PROBLEM REQUIREMENTS → Write out, from the entries below, exactly the lines that run between the lines holding "[(1045, 252), (811, 877), (1198, 405)]" and "[(953, 29), (967, 609), (372, 830)]", inclusive, and stop there.

RECORDS SUPPLIED →
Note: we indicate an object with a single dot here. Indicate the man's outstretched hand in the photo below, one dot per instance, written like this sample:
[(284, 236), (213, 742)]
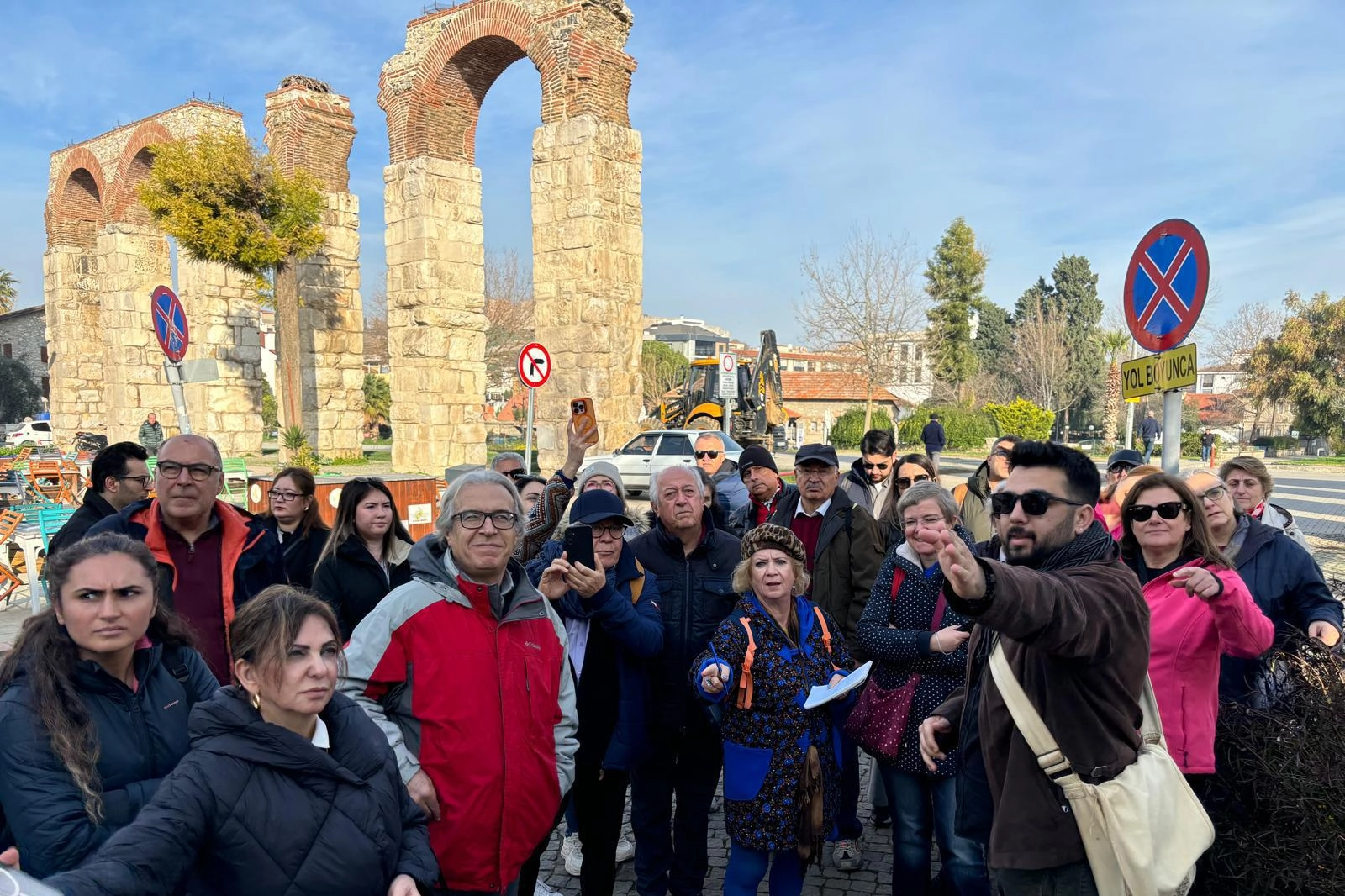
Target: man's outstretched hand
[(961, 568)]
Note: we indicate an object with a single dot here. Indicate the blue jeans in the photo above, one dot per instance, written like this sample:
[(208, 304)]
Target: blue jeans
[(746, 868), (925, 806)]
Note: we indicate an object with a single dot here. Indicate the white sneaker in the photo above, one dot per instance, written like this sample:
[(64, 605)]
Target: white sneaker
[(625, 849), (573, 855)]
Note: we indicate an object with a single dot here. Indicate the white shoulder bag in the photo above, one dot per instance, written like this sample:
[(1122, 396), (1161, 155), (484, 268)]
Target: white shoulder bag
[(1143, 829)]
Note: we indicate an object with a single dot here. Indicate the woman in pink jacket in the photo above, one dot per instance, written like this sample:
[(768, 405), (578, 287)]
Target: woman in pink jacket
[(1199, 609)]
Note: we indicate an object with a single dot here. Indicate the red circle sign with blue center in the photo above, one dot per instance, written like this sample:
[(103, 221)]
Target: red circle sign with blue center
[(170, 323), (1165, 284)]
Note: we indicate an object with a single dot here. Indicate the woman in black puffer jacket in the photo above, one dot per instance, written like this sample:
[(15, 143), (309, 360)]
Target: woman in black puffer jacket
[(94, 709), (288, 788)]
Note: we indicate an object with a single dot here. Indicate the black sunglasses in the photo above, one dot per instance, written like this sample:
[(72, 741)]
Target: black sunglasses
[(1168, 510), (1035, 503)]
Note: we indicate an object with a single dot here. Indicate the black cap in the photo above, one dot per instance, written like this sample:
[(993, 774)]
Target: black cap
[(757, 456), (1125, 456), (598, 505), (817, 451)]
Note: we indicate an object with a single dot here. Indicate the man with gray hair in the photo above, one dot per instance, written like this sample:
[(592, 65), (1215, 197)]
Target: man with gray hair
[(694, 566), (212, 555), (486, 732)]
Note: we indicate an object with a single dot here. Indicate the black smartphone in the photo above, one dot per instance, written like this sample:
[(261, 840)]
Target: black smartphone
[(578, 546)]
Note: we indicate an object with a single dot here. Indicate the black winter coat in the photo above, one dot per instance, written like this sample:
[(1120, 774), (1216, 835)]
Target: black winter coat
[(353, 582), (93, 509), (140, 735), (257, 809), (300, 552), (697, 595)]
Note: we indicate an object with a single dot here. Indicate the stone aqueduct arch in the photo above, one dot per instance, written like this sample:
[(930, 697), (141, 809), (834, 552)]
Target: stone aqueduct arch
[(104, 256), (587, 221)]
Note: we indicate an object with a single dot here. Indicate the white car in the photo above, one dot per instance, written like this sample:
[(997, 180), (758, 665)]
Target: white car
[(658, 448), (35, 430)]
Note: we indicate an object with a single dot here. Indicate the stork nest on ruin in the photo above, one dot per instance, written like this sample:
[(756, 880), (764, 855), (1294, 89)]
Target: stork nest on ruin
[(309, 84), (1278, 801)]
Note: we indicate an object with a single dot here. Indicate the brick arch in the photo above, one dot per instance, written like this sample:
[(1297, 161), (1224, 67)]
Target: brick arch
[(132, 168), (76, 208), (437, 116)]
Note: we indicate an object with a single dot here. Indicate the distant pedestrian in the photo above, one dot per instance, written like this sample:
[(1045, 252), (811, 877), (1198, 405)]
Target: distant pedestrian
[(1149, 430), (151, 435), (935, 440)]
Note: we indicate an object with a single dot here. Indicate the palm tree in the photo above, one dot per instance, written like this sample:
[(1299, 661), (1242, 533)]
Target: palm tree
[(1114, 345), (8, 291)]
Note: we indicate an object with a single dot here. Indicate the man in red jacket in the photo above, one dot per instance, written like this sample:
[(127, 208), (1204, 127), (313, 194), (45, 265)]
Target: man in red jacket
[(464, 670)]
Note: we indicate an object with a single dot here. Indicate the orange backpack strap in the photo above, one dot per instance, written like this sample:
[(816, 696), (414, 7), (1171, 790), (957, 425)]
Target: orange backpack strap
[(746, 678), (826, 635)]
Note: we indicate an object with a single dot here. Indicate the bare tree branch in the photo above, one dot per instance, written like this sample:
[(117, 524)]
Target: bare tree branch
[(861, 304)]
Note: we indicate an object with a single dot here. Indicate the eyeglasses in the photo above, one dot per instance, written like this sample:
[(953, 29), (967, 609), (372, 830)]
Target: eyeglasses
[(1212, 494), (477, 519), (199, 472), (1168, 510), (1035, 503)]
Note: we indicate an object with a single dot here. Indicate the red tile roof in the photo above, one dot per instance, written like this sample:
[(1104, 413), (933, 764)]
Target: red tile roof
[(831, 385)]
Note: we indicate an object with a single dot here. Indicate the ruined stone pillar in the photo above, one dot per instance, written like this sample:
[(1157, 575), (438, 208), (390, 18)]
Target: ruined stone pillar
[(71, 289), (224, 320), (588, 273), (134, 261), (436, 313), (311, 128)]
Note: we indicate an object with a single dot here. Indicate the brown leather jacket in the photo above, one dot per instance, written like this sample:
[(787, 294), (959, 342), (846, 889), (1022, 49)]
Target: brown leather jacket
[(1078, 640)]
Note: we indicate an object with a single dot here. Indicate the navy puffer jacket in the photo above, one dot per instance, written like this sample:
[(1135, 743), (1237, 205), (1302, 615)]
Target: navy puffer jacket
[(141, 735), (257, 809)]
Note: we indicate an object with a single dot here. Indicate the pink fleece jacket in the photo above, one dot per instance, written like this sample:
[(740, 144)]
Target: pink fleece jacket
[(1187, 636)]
--
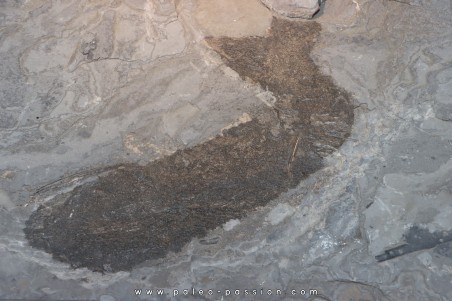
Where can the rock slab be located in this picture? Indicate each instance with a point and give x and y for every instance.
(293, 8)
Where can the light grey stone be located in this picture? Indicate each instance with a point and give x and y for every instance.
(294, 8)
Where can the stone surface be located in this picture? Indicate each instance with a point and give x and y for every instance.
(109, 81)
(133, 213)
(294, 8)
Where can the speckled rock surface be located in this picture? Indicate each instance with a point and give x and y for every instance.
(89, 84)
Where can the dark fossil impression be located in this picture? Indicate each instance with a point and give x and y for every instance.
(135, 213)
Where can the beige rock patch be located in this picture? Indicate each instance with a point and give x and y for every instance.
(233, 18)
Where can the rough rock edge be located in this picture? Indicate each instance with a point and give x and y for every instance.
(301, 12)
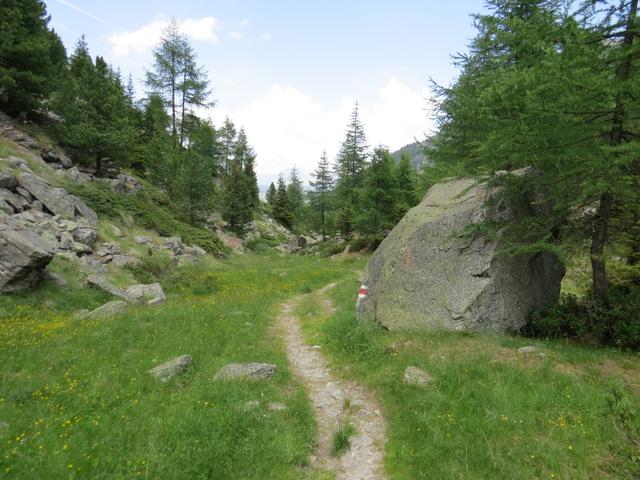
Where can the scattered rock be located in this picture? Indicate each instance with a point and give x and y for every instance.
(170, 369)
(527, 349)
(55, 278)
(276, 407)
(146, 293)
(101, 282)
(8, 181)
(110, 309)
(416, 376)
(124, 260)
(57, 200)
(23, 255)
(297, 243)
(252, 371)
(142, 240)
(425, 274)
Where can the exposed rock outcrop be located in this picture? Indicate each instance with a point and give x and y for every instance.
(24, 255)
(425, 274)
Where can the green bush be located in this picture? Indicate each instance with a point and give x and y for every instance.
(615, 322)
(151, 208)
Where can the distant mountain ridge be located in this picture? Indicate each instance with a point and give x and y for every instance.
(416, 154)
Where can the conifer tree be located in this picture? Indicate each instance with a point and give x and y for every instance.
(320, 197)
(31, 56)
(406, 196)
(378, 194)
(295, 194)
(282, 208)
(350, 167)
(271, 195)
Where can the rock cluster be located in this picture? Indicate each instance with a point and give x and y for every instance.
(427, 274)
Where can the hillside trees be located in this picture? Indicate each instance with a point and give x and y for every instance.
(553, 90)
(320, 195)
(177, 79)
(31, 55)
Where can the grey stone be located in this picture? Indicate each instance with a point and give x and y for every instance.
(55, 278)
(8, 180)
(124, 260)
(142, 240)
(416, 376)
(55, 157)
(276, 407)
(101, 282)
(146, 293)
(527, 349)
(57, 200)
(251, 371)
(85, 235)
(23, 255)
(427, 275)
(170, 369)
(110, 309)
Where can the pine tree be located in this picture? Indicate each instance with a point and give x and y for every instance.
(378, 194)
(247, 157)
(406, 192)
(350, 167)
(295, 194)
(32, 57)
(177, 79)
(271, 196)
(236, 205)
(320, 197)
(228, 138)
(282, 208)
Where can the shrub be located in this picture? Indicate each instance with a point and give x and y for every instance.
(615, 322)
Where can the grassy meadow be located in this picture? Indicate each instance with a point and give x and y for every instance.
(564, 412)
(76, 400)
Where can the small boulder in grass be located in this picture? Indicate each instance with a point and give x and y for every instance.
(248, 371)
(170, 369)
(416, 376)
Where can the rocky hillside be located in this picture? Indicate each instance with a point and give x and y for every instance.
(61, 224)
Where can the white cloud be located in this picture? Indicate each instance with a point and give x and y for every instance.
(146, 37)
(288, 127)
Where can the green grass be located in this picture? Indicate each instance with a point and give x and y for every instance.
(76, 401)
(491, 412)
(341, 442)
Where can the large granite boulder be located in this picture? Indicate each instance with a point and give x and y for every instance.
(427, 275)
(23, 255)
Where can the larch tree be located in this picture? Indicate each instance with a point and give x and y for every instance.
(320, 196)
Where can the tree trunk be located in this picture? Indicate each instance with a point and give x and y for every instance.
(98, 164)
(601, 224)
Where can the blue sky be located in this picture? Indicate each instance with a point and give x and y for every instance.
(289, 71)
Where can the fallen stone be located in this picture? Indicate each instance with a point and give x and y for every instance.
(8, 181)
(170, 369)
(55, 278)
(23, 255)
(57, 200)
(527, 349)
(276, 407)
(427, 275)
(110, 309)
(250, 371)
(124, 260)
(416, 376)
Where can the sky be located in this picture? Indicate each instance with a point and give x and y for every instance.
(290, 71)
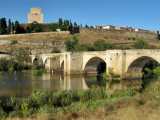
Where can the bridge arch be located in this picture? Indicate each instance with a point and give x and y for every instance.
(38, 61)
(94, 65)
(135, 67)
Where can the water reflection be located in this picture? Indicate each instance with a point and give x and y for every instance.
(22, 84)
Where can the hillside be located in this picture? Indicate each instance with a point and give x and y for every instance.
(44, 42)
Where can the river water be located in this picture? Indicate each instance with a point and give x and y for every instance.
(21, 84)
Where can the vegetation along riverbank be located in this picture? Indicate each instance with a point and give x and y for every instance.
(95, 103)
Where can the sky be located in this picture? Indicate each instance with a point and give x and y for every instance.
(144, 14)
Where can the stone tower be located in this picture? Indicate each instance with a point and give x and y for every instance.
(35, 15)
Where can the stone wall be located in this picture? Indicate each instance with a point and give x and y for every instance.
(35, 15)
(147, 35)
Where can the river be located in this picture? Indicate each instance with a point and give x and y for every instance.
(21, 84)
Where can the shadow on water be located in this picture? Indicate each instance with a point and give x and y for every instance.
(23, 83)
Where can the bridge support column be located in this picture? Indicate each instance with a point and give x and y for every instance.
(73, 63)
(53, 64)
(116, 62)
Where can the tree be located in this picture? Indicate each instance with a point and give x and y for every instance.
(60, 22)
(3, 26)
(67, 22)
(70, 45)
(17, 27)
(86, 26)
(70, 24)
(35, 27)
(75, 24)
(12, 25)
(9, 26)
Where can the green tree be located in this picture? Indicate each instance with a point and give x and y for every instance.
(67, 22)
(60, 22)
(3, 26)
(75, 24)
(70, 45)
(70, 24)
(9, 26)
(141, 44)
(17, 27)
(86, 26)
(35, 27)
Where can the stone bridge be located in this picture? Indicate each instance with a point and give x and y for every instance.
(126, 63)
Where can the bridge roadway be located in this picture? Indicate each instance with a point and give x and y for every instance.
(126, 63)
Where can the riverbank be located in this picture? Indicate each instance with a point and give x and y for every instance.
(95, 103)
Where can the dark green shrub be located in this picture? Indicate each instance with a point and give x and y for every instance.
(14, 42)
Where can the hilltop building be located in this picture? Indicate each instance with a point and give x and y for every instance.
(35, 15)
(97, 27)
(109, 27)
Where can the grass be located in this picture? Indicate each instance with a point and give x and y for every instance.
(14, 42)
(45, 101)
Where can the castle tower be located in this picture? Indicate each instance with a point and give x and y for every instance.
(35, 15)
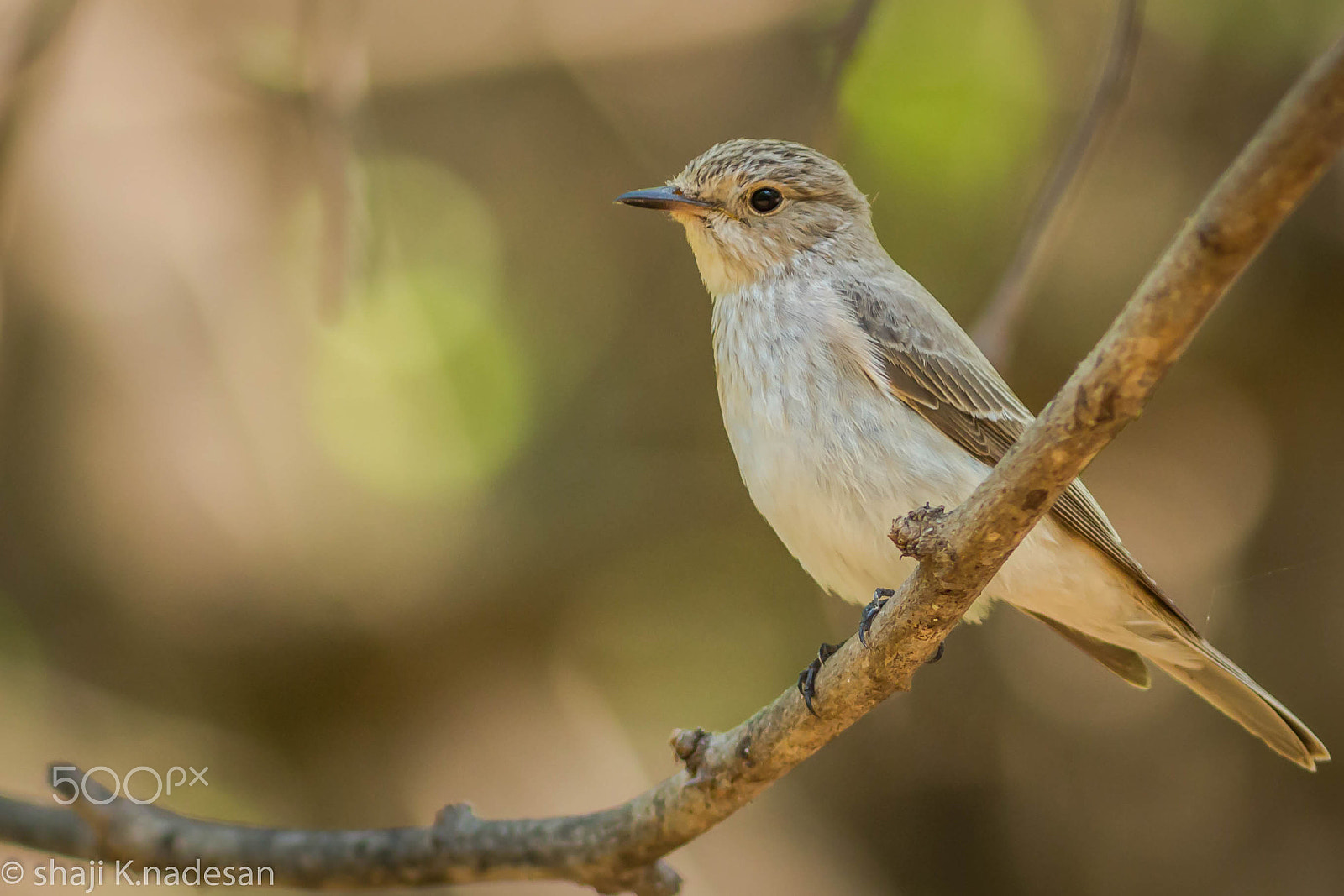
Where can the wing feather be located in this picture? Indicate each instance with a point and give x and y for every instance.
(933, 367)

ANSWER SECTION →
[(1045, 252), (811, 877), (1198, 405)]
Target: distant pedestrian
[(1149, 430), (151, 435), (935, 440)]
Note: we indicate an object with a single dot here. Indicate the palm tree in the photo above, one dot per instance, written like this sample:
[(1299, 661), (1242, 533)]
Target: palm tree
[(1114, 345), (8, 291)]
Note: we indicate an object with a single dot here. Indicate the man in red jacket in the photo above, one dot per instance, written like this sample:
[(127, 208), (1204, 127), (313, 194), (45, 265)]
Target: man in red jacket
[(464, 670)]
Note: we indicate an object with a single dot here. Indicate the orange backpack strap in the photo above, one dot per instance, written like this sample:
[(816, 696), (414, 7), (1171, 790), (957, 425)]
Target: orange backpack strap
[(746, 678), (826, 635)]
Note: we indicate an object with a single dot here. Indicate the bare tree branch in the photo above, one dot per instance, written like this sample:
[(117, 524)]
Target: bare tree branch
[(861, 304)]
Note: we indicate an object with a single dot here. Indicate the eyeglasses in the photo above, one dot per instance, written like this sample:
[(953, 29), (967, 609), (372, 830)]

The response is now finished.